Given exercise:
Rewrite every line of the data as a numbered list, omitting blank lines.

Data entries
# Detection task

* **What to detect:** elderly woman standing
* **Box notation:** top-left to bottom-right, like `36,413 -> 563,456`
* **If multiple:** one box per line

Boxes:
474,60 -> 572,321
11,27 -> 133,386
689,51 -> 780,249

Solved exercise:
1. # Detection task
2. * **What to detect:** elderly woman standing
3. * **Box notation:** top-left to bottom-right, like `36,413 -> 563,456`
4. * **If multiple:** one box per line
5. Boxes:
6. 474,60 -> 572,321
7. 11,27 -> 133,386
8. 689,51 -> 780,249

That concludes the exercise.